Report every line in the records below that contains the string "metal", copying each such line in full. Case counts.

— start of Records for the exercise —

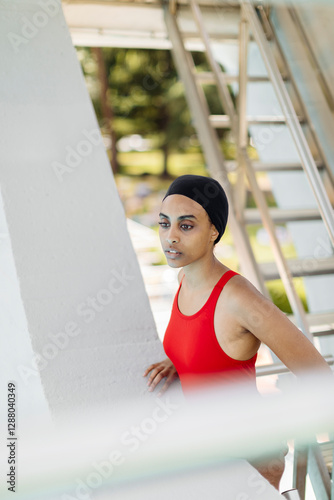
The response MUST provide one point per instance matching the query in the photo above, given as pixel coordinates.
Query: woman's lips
(170, 252)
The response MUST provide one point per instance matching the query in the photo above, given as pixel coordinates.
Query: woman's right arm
(163, 369)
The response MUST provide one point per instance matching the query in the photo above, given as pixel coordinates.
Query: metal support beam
(211, 149)
(300, 469)
(292, 121)
(319, 474)
(240, 188)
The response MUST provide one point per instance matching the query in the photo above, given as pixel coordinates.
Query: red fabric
(191, 344)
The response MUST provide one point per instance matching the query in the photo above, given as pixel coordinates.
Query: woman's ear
(214, 233)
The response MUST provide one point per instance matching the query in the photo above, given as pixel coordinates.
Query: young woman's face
(186, 232)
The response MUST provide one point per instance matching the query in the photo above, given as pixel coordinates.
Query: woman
(219, 319)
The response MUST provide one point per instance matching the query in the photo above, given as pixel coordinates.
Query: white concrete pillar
(88, 331)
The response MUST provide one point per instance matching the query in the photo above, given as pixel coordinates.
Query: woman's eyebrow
(182, 217)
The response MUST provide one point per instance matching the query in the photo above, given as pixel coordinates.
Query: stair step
(280, 215)
(271, 167)
(223, 121)
(208, 78)
(278, 368)
(300, 267)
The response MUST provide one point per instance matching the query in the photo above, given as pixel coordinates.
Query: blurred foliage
(147, 97)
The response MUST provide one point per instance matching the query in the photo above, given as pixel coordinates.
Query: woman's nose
(172, 238)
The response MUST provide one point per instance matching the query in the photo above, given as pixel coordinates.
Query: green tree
(144, 96)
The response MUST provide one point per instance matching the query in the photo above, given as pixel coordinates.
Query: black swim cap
(208, 193)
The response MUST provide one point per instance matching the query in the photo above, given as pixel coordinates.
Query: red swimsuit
(191, 344)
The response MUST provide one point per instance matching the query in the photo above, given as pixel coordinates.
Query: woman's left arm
(271, 326)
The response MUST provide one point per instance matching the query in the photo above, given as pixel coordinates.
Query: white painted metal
(86, 313)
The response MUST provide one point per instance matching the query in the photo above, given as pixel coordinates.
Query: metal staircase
(255, 25)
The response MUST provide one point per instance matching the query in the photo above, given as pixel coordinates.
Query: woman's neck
(203, 273)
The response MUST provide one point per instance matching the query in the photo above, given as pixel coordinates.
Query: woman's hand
(163, 369)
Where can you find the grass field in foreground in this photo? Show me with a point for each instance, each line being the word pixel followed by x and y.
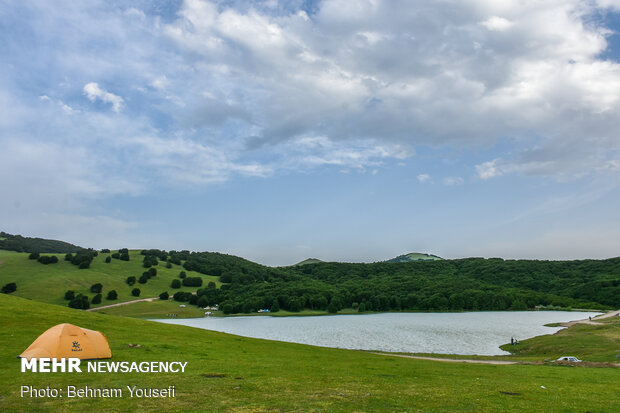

— end of Records for the exercise —

:: Written answer ::
Query: metal support beam
Query: white painted metal
Query: metal staircase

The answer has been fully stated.